▶ WHAT TO PRODUCE
Among the records below, how many lines contain "Kindly"? State the number and nothing more.

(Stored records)

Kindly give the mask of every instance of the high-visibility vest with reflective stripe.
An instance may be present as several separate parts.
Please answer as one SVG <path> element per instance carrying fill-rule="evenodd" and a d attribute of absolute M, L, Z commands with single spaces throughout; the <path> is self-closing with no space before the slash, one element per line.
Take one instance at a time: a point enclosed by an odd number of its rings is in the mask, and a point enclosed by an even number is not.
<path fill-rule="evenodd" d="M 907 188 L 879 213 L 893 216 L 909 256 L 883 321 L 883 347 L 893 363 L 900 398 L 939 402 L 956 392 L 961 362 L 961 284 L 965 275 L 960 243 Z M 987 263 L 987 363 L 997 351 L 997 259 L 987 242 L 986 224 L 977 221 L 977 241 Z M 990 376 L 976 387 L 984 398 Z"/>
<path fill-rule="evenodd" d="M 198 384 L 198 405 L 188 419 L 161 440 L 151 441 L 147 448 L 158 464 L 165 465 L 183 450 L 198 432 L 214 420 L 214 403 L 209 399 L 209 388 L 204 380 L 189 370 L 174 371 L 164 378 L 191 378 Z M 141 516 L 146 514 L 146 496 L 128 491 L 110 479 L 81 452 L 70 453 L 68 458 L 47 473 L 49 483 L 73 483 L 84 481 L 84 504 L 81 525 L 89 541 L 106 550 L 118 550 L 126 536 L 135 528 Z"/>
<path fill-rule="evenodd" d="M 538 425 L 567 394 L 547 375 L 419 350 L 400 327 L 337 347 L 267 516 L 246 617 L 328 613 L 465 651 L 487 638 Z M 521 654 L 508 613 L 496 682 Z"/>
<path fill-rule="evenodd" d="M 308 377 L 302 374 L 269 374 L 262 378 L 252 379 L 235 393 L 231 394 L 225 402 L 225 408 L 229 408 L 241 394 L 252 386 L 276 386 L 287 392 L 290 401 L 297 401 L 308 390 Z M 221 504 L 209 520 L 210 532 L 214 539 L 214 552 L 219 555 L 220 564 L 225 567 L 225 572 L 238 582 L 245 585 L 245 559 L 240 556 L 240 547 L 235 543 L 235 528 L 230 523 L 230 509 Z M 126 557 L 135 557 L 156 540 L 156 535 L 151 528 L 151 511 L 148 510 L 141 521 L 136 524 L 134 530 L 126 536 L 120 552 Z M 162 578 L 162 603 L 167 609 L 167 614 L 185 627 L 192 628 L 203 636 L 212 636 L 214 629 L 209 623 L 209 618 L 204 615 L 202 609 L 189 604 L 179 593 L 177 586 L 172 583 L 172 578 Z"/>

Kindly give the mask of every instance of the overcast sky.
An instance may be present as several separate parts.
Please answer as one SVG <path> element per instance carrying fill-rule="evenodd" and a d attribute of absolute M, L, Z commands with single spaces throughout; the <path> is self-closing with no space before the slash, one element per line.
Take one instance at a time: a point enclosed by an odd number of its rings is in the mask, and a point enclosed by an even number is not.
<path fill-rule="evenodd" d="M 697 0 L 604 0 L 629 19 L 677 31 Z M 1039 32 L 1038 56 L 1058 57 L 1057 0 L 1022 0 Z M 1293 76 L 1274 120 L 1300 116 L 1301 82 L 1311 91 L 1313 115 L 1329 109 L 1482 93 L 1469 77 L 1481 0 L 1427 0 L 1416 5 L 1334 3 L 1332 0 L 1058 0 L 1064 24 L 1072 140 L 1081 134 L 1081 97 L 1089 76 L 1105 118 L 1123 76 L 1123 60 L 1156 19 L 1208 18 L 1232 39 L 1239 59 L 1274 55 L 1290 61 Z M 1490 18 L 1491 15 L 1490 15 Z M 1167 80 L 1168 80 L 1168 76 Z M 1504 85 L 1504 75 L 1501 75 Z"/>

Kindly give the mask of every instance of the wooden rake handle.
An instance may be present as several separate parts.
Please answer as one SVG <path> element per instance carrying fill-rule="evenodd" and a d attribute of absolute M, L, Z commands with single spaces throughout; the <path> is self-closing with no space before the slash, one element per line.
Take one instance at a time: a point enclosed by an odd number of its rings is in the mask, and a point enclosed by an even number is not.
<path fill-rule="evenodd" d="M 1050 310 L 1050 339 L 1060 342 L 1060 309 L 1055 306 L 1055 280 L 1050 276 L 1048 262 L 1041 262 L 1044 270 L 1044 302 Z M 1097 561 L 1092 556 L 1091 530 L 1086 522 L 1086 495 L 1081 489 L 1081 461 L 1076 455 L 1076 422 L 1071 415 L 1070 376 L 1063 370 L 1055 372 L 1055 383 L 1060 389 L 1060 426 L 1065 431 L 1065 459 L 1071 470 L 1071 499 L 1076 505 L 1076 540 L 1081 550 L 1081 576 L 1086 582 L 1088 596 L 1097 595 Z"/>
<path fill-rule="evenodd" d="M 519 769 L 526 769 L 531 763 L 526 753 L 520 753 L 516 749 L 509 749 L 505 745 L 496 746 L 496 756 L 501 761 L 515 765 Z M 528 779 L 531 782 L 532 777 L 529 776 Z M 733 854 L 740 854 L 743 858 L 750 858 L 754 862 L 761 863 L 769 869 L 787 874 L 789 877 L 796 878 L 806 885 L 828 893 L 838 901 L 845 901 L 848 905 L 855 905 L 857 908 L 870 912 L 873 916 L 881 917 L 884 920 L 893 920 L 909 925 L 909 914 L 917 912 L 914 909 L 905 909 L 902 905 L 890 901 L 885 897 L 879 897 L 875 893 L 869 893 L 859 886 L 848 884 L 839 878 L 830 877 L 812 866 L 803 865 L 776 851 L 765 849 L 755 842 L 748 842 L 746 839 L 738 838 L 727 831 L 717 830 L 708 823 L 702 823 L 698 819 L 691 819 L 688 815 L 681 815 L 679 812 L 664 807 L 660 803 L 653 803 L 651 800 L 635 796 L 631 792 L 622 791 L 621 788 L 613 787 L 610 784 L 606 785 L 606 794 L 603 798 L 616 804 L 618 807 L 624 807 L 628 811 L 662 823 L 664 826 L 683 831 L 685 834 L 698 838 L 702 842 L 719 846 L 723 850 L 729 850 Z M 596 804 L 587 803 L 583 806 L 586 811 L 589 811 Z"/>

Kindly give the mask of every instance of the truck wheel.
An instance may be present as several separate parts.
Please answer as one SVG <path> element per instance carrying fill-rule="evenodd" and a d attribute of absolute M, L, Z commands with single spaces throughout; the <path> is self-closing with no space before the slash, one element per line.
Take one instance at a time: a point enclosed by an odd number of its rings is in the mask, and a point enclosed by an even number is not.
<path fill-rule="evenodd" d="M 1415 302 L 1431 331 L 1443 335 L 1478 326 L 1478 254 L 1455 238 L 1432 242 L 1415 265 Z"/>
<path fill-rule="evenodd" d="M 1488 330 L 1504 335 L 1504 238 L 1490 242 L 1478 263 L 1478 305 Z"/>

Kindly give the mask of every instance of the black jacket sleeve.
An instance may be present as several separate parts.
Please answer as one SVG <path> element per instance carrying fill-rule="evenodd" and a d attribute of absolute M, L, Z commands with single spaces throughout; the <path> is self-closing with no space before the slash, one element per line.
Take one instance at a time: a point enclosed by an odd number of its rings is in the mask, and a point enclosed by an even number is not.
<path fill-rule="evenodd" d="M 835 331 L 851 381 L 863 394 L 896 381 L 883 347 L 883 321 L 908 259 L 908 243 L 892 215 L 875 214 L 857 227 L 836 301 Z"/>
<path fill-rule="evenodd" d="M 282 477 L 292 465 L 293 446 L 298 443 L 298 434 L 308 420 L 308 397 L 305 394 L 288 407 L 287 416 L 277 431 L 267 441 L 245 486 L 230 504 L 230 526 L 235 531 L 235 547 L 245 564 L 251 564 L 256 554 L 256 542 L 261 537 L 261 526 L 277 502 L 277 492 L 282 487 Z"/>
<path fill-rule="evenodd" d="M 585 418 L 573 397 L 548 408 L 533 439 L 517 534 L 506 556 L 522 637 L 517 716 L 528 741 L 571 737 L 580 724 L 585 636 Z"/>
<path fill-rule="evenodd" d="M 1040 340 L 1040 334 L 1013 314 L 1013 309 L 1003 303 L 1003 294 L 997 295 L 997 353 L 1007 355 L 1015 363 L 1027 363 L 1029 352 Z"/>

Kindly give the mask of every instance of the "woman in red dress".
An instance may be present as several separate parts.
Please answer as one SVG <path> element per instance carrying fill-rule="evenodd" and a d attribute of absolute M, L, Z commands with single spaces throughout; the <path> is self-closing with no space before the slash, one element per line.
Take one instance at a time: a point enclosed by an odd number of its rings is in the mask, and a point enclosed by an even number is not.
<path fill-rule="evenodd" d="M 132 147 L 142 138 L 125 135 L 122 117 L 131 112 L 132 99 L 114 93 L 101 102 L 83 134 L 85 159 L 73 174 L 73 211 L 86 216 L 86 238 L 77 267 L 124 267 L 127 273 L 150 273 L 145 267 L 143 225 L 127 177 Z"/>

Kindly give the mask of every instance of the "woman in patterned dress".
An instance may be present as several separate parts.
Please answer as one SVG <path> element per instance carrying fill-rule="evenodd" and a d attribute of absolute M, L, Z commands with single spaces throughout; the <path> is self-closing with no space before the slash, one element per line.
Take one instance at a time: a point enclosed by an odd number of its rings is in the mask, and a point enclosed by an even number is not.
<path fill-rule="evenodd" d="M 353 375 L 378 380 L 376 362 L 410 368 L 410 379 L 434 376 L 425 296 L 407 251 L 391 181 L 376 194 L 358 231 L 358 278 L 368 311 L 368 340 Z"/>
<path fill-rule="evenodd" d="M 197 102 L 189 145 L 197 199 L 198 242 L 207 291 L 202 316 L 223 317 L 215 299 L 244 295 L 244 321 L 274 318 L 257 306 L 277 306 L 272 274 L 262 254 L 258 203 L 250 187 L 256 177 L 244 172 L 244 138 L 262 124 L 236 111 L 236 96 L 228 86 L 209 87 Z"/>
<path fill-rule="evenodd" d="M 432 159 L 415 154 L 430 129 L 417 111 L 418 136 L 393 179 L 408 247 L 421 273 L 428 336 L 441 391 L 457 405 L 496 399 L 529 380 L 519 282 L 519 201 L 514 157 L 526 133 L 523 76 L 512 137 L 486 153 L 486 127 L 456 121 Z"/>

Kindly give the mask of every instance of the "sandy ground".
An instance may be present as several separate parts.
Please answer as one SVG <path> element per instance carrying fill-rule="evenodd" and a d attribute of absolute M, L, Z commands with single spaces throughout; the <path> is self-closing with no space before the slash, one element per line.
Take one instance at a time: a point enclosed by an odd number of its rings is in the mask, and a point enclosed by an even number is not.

▶ EXERCISE RESPONSE
8